Records from a data source:
↓↓↓
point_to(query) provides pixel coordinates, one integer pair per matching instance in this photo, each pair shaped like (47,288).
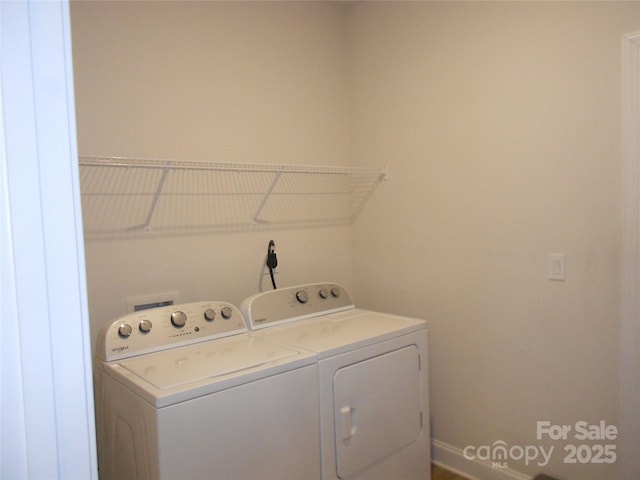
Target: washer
(186,392)
(373,381)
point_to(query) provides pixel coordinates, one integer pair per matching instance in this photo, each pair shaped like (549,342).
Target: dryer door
(377,409)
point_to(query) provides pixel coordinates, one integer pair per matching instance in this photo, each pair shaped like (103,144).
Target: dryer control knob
(124,330)
(226,312)
(145,326)
(302,296)
(178,319)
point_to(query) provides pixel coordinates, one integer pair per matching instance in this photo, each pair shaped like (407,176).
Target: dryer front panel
(377,409)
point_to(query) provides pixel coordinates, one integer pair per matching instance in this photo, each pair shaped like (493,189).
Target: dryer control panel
(166,327)
(291,304)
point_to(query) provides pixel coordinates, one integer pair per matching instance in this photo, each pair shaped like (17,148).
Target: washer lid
(208,360)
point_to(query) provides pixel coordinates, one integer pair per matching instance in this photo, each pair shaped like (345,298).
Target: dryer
(186,392)
(372,377)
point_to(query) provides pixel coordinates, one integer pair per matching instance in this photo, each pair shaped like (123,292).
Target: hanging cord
(272,261)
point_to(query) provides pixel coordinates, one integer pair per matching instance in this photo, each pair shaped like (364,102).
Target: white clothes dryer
(185,392)
(373,380)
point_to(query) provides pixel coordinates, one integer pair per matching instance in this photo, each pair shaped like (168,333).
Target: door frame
(629,421)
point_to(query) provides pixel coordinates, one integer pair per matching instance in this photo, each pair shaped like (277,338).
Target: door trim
(629,422)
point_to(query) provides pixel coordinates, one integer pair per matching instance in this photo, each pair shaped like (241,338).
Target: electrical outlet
(556,266)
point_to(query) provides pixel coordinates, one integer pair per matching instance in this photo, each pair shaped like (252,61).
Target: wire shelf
(131,196)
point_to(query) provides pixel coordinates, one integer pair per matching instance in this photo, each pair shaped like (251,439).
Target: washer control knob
(145,326)
(226,312)
(302,296)
(178,319)
(124,330)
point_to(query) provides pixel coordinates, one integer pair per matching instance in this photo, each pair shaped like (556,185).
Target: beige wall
(501,127)
(232,82)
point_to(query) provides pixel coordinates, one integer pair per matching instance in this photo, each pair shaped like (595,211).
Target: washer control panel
(167,327)
(285,305)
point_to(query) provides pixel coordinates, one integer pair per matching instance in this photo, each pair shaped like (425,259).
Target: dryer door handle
(349,422)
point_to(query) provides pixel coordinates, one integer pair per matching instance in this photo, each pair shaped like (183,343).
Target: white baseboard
(452,458)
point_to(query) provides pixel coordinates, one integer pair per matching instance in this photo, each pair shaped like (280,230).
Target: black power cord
(272,261)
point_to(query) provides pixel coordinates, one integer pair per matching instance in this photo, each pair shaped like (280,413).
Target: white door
(377,409)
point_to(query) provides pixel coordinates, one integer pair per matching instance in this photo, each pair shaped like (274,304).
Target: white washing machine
(185,392)
(373,382)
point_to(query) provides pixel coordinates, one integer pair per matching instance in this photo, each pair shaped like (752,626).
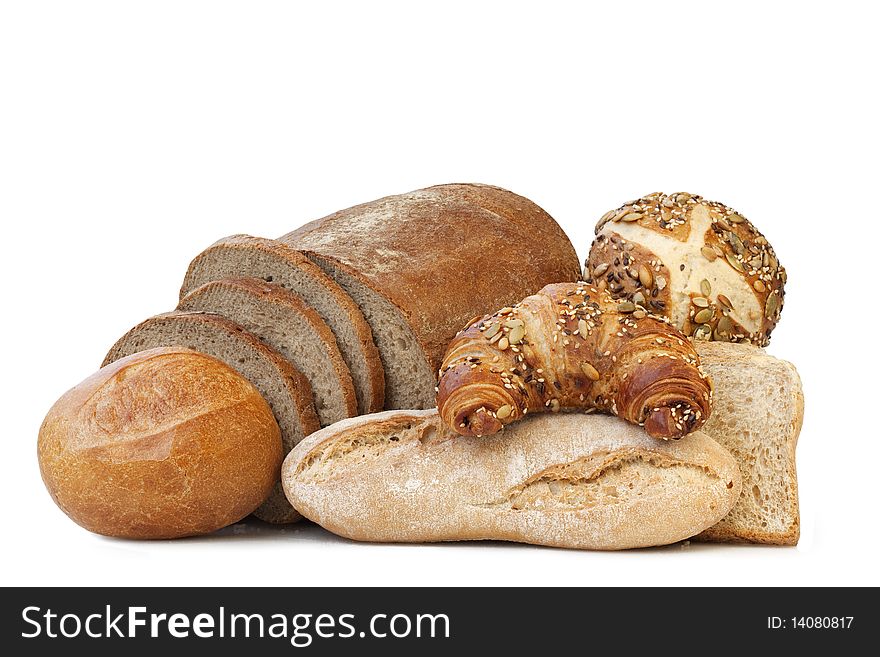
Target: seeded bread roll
(243,256)
(421,265)
(164,443)
(698,262)
(575,481)
(285,389)
(287,324)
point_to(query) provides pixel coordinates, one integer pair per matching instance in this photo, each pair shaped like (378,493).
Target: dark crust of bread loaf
(444,254)
(295,382)
(271,293)
(368,350)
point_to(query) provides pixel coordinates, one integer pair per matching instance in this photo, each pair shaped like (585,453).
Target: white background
(132,135)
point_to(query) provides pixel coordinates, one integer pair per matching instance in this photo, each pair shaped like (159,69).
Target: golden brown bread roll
(697,262)
(571,347)
(162,444)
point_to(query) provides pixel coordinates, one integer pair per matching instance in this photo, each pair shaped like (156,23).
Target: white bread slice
(757,413)
(564,480)
(285,389)
(287,324)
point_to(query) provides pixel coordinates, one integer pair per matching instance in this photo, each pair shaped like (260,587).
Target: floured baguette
(758,410)
(564,480)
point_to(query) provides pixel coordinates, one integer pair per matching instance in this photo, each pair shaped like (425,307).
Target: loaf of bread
(571,347)
(422,265)
(162,444)
(287,324)
(758,413)
(243,256)
(284,387)
(698,262)
(565,480)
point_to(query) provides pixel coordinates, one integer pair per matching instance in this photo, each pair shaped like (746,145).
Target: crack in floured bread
(403,476)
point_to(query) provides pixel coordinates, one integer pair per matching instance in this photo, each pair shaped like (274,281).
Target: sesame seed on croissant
(572,347)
↑↑↑
WRITTEN REQUEST:
Pictures in the records above are left out; print everything else exactly as written.

TASK RESULT:
point_to(query) provides pixel coordinates, one integer pair per matching instance in this photo, each pair shaped like (47,288).
Target: washer
(186,392)
(373,381)
point_to(query) provides pixel coordinates, one integer pair per matching instance in this photo, each pair shaped like (549,342).
Target: dryer door
(377,409)
point_to(query) provides pixel coordinates, one integer pair per matching instance in this photo, each pair shaped like (103,144).
Target: dryer control knob
(124,330)
(226,312)
(145,326)
(302,296)
(178,319)
point_to(query) provides pixel coordinates, one integer pair per matching instance in this photo, each pair shaped like (407,176).
Target: dryer front panel
(377,409)
point_to(query) provides pixel coordinates, one integer pair per matching instance in this photo, each pair shaped like (493,189).
Target: dryer control panel
(166,327)
(291,304)
point_to(query) provides pixel coordinates, one integer pair per matching instance in this photo, each pair shaped like (17,148).
Target: washer lid
(208,360)
point_to(query) provides pixel coordinates, one integer pair per matching instance in this photo, each pair shaped like (345,298).
Target: dryer
(186,392)
(372,377)
point_to(query) provides pixel coordinates, one integer pair per matching instance in this photo, each pair shaped like (123,292).
Target: hanging cord
(272,261)
point_to(query) provides pixel coordinates, one integer pair per matching instance in this photo, each pair shaped like (364,102).
Target: white clothes dryer
(185,392)
(373,380)
point_to(query) provides pixel coordinates, one integer pair per matching instance in this photo, each pair shaped like (168,333).
Target: door frame
(629,421)
point_to(query) provides pixel coordinates, one integer pair per matching instance in this photo, each pair shaped like (277,338).
Target: door trim
(629,422)
point_to(query) provides pixel coordinates, one integer pair per matching instance in this photo, each pair shaped like (241,338).
Target: electrical outlet
(556,266)
point_to(query) provides pixel coordinates, one integer pair per matching instance in this photo, each pair shaped like (252,61).
Target: wire shelf
(131,196)
point_to(query) provides pixel coordinates, one integer pair per matching instance in this photo, each pair shaped like (251,439).
Target: washer control knob
(145,326)
(226,312)
(302,296)
(178,319)
(124,330)
point_to(query) provides pixel coordinates, one integer pair per matching instance in this photo, each pair shaped like (556,185).
Target: beige wall
(501,127)
(232,82)
point_to(query) provides pixel coordinates, one integer pair per matching instance in this photo, each pair shaped like (595,211).
Target: washer control panel
(167,327)
(285,305)
point_to(query) provides pixel coordinates, one integer pair per matching instance in this photo, each pair shaped like (425,259).
Target: dryer door handle
(349,422)
point_to(query) provides pixel coordinates, one integer pair per matching instance in this photo, each pair shaped like (183,343).
Target: white baseboard
(452,458)
point_to(query) provides pixel coordinates, one integer pair per matching instance in this photo, each pair shaped like (280,230).
Target: black power cord
(272,261)
point_to(query) provides pixel coordinates, one integer pair per matching instance in this photo, each pair shaped like (280,413).
Target: white door
(377,409)
point_to(query) provides pixel coordinates, one integer pair per matching instance in this photo, each pair shaped like (274,304).
Target: white washing machine
(185,392)
(373,382)
point_to(query) provides pixel coordinates, one integer pair per matching instance in this photo, each pair shaped like (752,626).
Target: seeded bread roll
(243,256)
(421,265)
(164,443)
(698,262)
(575,481)
(285,389)
(287,324)
point_to(query) provides pixel coordinates, one integer pair per matching instance in this photo, each pair shaped like (378,493).
Target: dark crust of bread loaf
(444,254)
(295,382)
(271,293)
(368,350)
point_to(query) provides pixel coordinates, one integer pair per matching instance in this photo, each pair shaped like (585,453).
Target: white background
(132,135)
point_to(query) provides pixel coordinates, one integer pair per matching instance in this photo, each pair shaped like (159,69).
Target: golden brown bread roll
(697,262)
(571,347)
(162,444)
point_to(query) provides pixel coordinates, one integer pair per matching instance in this photo, each pair shaped like (156,23).
Target: white bread slice
(757,413)
(564,480)
(285,389)
(287,324)
point_to(query) provides pixel coordinates, one integer pair per matching instance in this photo, each pair shaped like (260,587).
Target: floured baguette
(758,410)
(564,480)
point_to(query) provides pixel coordinates, one integer pair per matching instance in this photo, each pair shaped like (425,307).
Target: loaf of bread
(571,347)
(422,265)
(162,444)
(287,324)
(758,413)
(243,256)
(284,387)
(698,262)
(565,480)
point_to(query) provides pixel coordinates, one integer pair per matching instance in this photo, each pair shaped like (746,145).
Target: crack in floured bread
(403,476)
point_to(query) provides pixel coordinates, one integer pair per matching instance in this photo, each pair shaped like (274,281).
Target: sesame seed on croissant
(572,347)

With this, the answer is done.